# Requirements
Copy out every one of the records below word for word, omitting the pictures from your answer.
▶
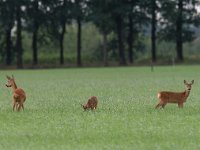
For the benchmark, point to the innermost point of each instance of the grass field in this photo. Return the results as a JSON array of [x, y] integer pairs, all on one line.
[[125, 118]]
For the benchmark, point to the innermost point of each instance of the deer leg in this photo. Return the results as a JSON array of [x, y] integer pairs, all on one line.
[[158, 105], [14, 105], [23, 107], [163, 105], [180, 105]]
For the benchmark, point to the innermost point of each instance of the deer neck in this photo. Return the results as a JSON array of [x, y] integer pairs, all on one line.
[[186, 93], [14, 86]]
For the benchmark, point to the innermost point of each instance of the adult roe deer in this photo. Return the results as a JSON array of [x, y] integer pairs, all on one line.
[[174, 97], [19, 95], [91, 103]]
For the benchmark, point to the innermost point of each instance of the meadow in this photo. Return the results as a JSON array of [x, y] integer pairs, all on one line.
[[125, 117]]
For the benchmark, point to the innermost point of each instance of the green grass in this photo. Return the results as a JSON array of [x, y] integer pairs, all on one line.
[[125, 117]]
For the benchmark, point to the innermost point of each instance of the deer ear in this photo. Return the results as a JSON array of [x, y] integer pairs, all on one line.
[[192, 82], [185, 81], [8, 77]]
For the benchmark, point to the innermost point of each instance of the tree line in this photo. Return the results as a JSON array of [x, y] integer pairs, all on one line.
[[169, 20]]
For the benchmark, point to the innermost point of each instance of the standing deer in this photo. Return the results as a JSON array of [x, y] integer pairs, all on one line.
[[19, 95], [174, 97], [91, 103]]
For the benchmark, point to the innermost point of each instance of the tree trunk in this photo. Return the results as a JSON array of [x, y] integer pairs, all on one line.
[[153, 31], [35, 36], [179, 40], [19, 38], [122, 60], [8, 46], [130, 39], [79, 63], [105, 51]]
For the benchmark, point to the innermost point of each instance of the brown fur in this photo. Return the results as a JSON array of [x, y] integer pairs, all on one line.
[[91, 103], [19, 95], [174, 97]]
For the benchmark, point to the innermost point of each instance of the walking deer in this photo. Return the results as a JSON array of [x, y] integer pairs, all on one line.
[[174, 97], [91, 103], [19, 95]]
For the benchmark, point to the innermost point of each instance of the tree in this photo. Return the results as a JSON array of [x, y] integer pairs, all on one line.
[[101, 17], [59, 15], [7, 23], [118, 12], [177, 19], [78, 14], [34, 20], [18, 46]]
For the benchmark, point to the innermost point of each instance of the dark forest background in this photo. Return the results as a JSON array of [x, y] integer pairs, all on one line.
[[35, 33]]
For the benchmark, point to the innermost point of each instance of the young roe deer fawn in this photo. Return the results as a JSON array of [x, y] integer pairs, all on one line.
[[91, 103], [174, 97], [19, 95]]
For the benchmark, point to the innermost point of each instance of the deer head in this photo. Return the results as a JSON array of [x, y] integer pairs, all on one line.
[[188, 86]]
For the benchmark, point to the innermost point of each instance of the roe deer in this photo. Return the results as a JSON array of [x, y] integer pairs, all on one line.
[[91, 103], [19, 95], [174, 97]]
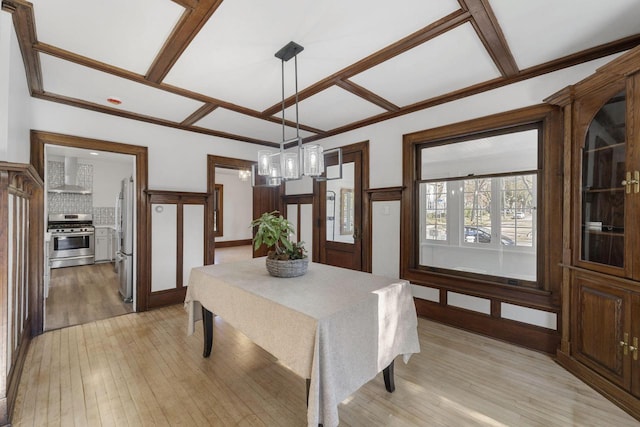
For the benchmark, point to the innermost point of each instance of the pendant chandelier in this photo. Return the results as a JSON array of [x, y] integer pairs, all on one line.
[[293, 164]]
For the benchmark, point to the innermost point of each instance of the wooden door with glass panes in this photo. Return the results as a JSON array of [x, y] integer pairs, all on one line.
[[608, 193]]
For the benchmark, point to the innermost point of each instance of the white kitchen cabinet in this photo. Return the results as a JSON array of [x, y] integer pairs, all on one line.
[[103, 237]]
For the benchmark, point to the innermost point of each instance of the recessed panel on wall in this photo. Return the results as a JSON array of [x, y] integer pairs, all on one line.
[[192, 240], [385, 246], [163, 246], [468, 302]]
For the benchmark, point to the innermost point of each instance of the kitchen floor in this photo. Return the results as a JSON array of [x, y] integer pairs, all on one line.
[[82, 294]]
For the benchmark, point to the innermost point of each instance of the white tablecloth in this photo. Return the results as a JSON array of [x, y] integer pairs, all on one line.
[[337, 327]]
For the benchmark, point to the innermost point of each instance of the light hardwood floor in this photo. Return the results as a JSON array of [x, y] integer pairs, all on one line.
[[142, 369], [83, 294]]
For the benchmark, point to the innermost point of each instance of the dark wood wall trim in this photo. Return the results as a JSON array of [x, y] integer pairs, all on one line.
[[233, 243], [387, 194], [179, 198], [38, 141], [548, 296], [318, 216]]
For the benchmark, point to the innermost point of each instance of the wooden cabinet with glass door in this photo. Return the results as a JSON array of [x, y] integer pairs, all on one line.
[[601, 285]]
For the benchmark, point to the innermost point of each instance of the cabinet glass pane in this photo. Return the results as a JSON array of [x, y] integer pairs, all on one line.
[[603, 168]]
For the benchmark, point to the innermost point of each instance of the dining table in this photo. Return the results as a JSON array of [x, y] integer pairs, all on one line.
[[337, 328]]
◀
# Task solution
For the benchmark, point to the innermost point of each instance of the grass field in this photo. Return the results as a JSON array of [x, y] integer pairs, all on one line.
[[125, 118]]
For the benchmark, point to the innermost point of each instance of the deer leg in this photo. Return the results as a JSON array of [x, y] integer pairs, all on one line.
[[158, 105], [14, 105], [23, 107], [163, 105], [180, 105]]
For the benchmark, point to the innermost point of each instance of the deer neck in this photo. Return the results as a JSON array of [x, y] integer pairs, all on one line.
[[186, 93], [14, 86]]
For the benchmark, point to the innermost point of each instance of the adult roe deer in this photo. Return the results as a JSON array of [x, y] integer pairs, all on one line.
[[174, 97], [19, 95], [91, 103]]
For the benchmark, point to the innermost point of each instance of the meadow in this photo. Return the results as a JSON array of [x, y] integer pairs, all on one line.
[[125, 117]]
For the benchmark, point to the innermost point of each instance of the green grass in this photo. Return the results as a JSON array of [x, y] integer pairs, all on one line.
[[125, 117]]
For the benchmark, point to the innermost point of each instance of the deer ear in this photo. Return the results as a JSON array of [x, y] integer pairs, all on one line.
[[192, 82], [185, 81], [8, 77]]
For the benchmark, point to the innermost point of each instance of the tree line in this photo. Return the results as a JSON array of [x, y] integer pairs, all on one line.
[[169, 20]]
For the benchmark, point to the innermost point of each instance of the standing deer in this photo. Return the results as a JSON array of [x, y] integer pairs, all on one line.
[[19, 95], [174, 97], [91, 103]]
For the benchmark, point to the innermost point of each instance of the tree trunk in this photo. Return the results as a JSON array of [x, y] integer pairs, all on one line.
[[153, 31], [35, 36], [179, 40], [19, 38], [122, 60], [8, 46], [130, 39], [79, 63], [105, 51]]
For the benchmark, point to the innermost point of each instance of the brown fur in this photo. Return the results as a JSON array of [x, y] integer pairs, all on one line.
[[91, 103], [19, 95], [174, 97]]
For the benchmark, point to the innermost point of each instance of the walking deer in this photo. Return the results as a JSON array of [x, y] integer pairs, all on one line.
[[174, 97], [91, 103], [19, 95]]
For the benchmark, point to the innermost point of each instance of the tree in this photo. Return the results as a JSON array of [x, y] integer pairs, all on one line.
[[101, 17], [59, 15], [7, 23], [118, 12], [177, 19], [78, 14], [34, 20], [18, 46]]
For the benchmark, point to the innermost point of each instance of the dark forest background in this photo. Return the results as a JSON array of [x, y] integer pairs, all on one line.
[[35, 33]]
For the benchmark, point to the innermost point of each instance of the young roe deer fawn in this photo. Return the results as a JSON array of [x, y] integer pairs, all on one line.
[[91, 103], [174, 97], [19, 95]]
For the benchmark, point to the innermost point of each instance of the deer head in this photo. Return the results as a JSON array of [x, y] integer pairs, all on one line.
[[188, 86]]
For the benchmark, point to the innermost point of each instance of the roe deer in this photo. Return the results as a JSON array of [x, y] integer pairs, all on one line.
[[91, 103], [19, 95], [174, 97]]
For the benchmark, point to the innermost point of each instance of the pendant chandelier in this photo. Return the results as a JSON array of [x, y] integer pairs, all on one line.
[[293, 164]]
For the benchmark, point to the innermost point of each instance of the wooden door with glass panes in this photo. Return the results as a JSON array of [x, y] integer pairs, all on one line.
[[608, 193]]
For the benchmark, point to the innermost point of each instance of the white kitchen cabinet in this photo. Return the results as a JSON array of [x, y] integer pairs, all on one line.
[[103, 237]]
For the benchmark, point to the innermost point of each instance of the recessed panel on wall in this photo. Return the results as a JSON array of [x, y] integer pairs, all on one line.
[[192, 240], [385, 246], [163, 246], [468, 302]]
For the benchmark, point to the innermost point of each instance of the kitchen floor in this photo. Return the results as a JSON array of [x, y] integer pairs, all on one line.
[[82, 294]]
For the benchmark, point to the innermost point of each instance of the white tablecloth in this photo. Return the results as a JSON array of [x, y] integer pairs, all on one line.
[[337, 327]]
For the benchmark, point to the innermost point of each instance of the light hardwood floor in this photo. Return the results as a JSON array of [x, y] integer pairs, all on one line.
[[142, 369], [83, 294]]
For the benchmark, point to the innermost point of each instance of the dark wood wall trim in this photo. Return the results as a JSON array of [x, y] integer pairs, all on one line.
[[233, 243], [387, 194], [179, 198], [38, 141], [548, 296], [318, 216]]
For the benchmark, point to the innermost point of each instance of the wooden cabinet with glass door in this photo. Return the results as a JSON array of [x, y] integer pairs, all on one line.
[[601, 285]]
For the benchmark, point to the innermost point of each instance of the cabinet glass pane in this photo. Return the results as a JSON array of [x, y] integer pairs, all on one line.
[[603, 168]]
For the benchmark, point to the innermost point of each instance of the dining table in this photo. Return the results as a JSON array of [x, y] integer pairs, all on one line.
[[337, 328]]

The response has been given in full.